> WHAT IS NEEDED: Would you mind restating all of the records word for word, skipping the pictures?

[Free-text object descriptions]
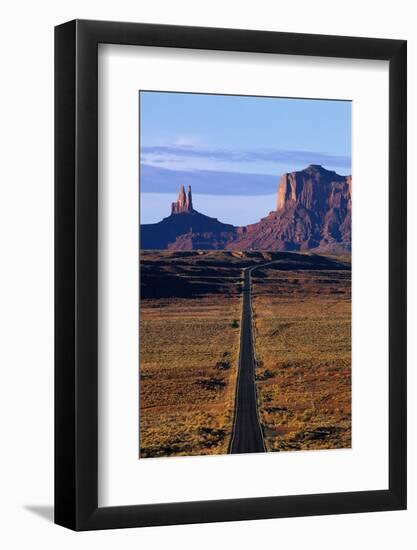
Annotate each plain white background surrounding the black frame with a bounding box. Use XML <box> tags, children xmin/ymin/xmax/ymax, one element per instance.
<box><xmin>0</xmin><ymin>0</ymin><xmax>417</xmax><ymax>550</ymax></box>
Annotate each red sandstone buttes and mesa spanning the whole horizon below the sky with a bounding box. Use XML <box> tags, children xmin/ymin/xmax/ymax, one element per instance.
<box><xmin>141</xmin><ymin>164</ymin><xmax>352</xmax><ymax>253</ymax></box>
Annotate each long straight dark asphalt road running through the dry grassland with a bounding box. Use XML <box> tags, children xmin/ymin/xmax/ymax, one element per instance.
<box><xmin>229</xmin><ymin>262</ymin><xmax>270</xmax><ymax>454</ymax></box>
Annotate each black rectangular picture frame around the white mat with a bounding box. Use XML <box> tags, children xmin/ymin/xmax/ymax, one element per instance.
<box><xmin>55</xmin><ymin>20</ymin><xmax>407</xmax><ymax>531</ymax></box>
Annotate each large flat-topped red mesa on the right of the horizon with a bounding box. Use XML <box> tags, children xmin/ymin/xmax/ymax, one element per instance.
<box><xmin>227</xmin><ymin>165</ymin><xmax>352</xmax><ymax>252</ymax></box>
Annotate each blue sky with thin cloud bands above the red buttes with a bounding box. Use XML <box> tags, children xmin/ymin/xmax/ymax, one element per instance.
<box><xmin>139</xmin><ymin>92</ymin><xmax>351</xmax><ymax>225</ymax></box>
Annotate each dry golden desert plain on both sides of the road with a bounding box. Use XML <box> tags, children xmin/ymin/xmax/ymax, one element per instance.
<box><xmin>139</xmin><ymin>251</ymin><xmax>351</xmax><ymax>458</ymax></box>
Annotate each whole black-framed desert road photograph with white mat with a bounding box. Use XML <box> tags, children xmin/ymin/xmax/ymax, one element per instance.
<box><xmin>55</xmin><ymin>20</ymin><xmax>406</xmax><ymax>530</ymax></box>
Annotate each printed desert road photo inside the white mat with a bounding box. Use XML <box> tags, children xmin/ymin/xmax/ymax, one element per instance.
<box><xmin>139</xmin><ymin>92</ymin><xmax>352</xmax><ymax>459</ymax></box>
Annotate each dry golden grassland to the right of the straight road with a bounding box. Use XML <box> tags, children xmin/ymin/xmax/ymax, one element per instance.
<box><xmin>252</xmin><ymin>255</ymin><xmax>351</xmax><ymax>451</ymax></box>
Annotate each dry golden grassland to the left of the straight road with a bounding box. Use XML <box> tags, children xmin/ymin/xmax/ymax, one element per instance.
<box><xmin>140</xmin><ymin>252</ymin><xmax>245</xmax><ymax>458</ymax></box>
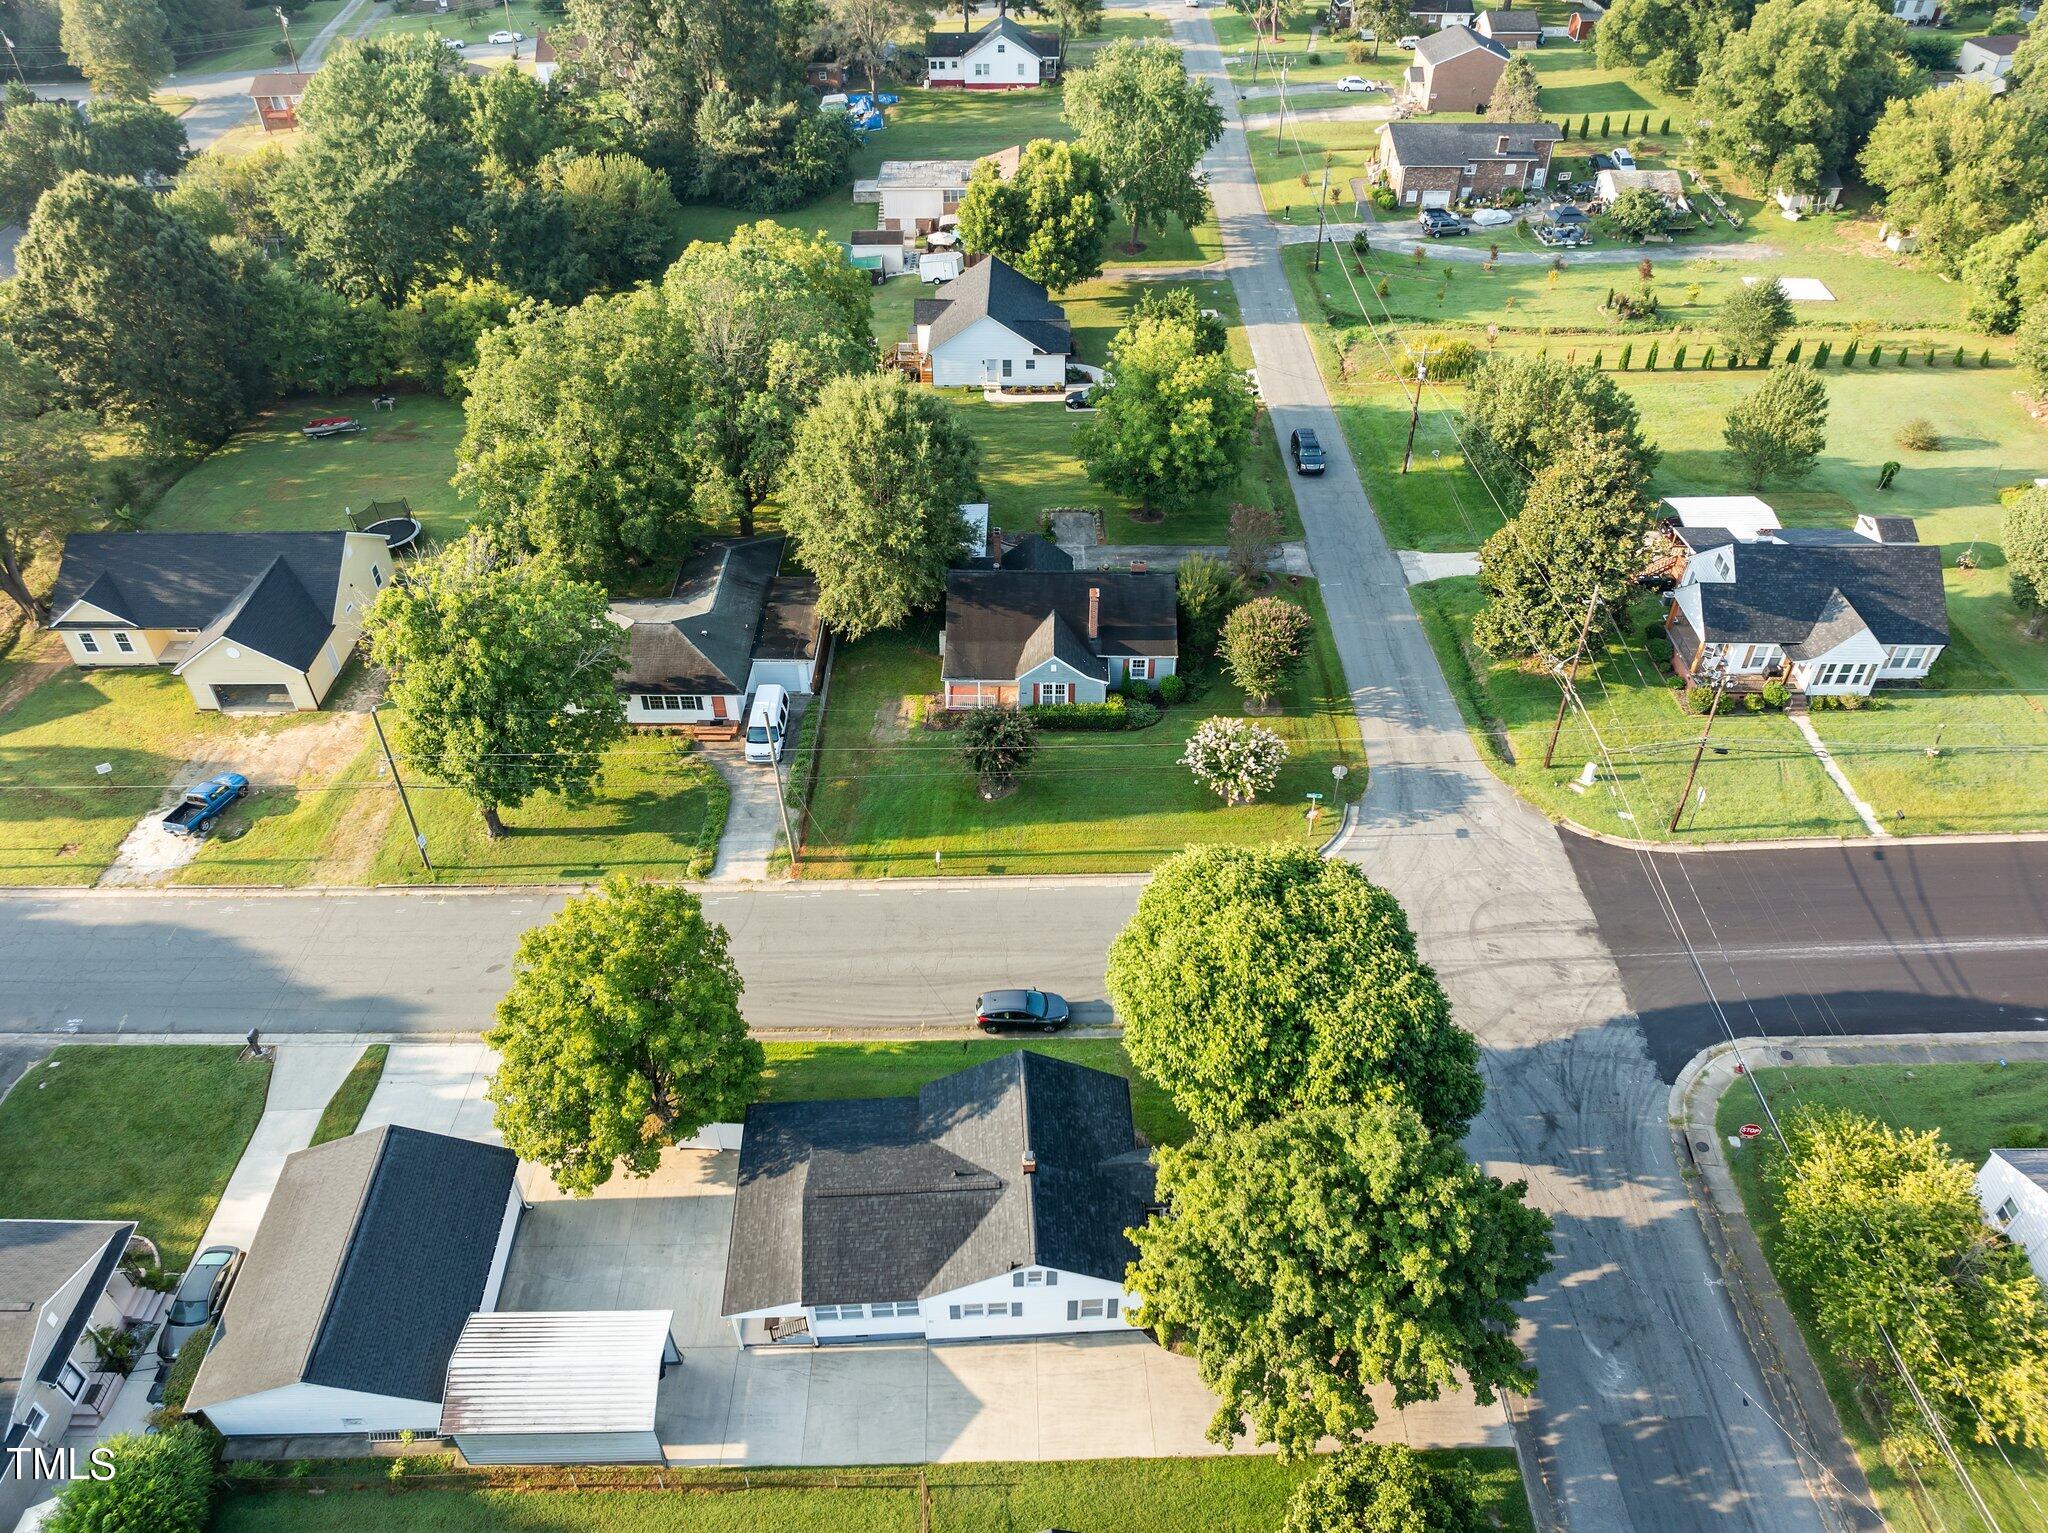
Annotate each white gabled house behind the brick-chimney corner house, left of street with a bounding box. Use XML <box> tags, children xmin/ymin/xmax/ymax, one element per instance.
<box><xmin>897</xmin><ymin>256</ymin><xmax>1073</xmax><ymax>389</ymax></box>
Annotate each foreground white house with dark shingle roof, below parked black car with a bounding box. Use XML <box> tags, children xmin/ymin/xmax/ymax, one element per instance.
<box><xmin>723</xmin><ymin>1050</ymin><xmax>1153</xmax><ymax>1347</ymax></box>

> RESPONSE AREA:
Annotate each plain white background surrounding the black frame with a bounding box. Use XML <box> tags, children xmin/ymin/xmax/ymax, one element per instance.
<box><xmin>0</xmin><ymin>0</ymin><xmax>417</xmax><ymax>550</ymax></box>
Annotate each red sandstone buttes and mesa spanning the whole horizon below the sky with a bounding box. Use XML <box> tags, children xmin/ymin/xmax/ymax, one element per instance.
<box><xmin>141</xmin><ymin>164</ymin><xmax>352</xmax><ymax>253</ymax></box>
Annotate each long straight dark asphalt road running through the dry grassland with a bounding box. Use XML <box> tags, children xmin/ymin/xmax/ymax, one element per instance.
<box><xmin>229</xmin><ymin>262</ymin><xmax>270</xmax><ymax>454</ymax></box>
Annotate each black rectangular picture frame around the white mat with a bounding box. Use XML <box> tags, children xmin/ymin/xmax/ymax, one element per instance.
<box><xmin>55</xmin><ymin>20</ymin><xmax>407</xmax><ymax>531</ymax></box>
Annotate each large flat-topped red mesa on the right of the horizon with a bounding box. Use XML <box> tags, children xmin/ymin/xmax/ymax, one element per instance.
<box><xmin>227</xmin><ymin>165</ymin><xmax>352</xmax><ymax>252</ymax></box>
Annotate each blue sky with thin cloud bands above the red buttes with a bounding box. Use XML <box> tags, children xmin/ymin/xmax/ymax, one element per instance.
<box><xmin>139</xmin><ymin>92</ymin><xmax>351</xmax><ymax>225</ymax></box>
Annotate each dry golden desert plain on both sides of the road with a bounding box. Use XML <box> tags, children xmin/ymin/xmax/ymax, one element per instance.
<box><xmin>139</xmin><ymin>251</ymin><xmax>351</xmax><ymax>458</ymax></box>
Annotate each whole black-framed desert road photograph with white mat with a bounding box. Use XML <box> tags, children xmin/ymin/xmax/ymax, one element per instance.
<box><xmin>55</xmin><ymin>20</ymin><xmax>406</xmax><ymax>530</ymax></box>
Annotate each printed desert road photo inside the white mat with a bounding box. Use XML <box> tags, children xmin/ymin/xmax/ymax, one element per instance.
<box><xmin>139</xmin><ymin>92</ymin><xmax>352</xmax><ymax>459</ymax></box>
Annotate each dry golden grassland to the right of the straight road with a bounding box. Use XML <box> tags, children xmin/ymin/xmax/ymax, one element per instance.
<box><xmin>252</xmin><ymin>255</ymin><xmax>351</xmax><ymax>451</ymax></box>
Annotate each dry golden grassland to the left of the straight road with a bounding box. Use XML <box> tags, children xmin/ymin/xmax/ymax, one element per instance.
<box><xmin>140</xmin><ymin>252</ymin><xmax>245</xmax><ymax>458</ymax></box>
Annotate each white gabled house behind the brick-chimney corner house, left of street with a bounding box. Use XML <box> tags, children xmin/ymin/xmax/ymax, one element per instance.
<box><xmin>897</xmin><ymin>256</ymin><xmax>1073</xmax><ymax>389</ymax></box>
Annotate each foreground white house with dark shingle roof, below parked black car with a bounding box. Use XML <box> tags, children xmin/ymin/xmax/ymax, one element per instance.
<box><xmin>723</xmin><ymin>1050</ymin><xmax>1153</xmax><ymax>1347</ymax></box>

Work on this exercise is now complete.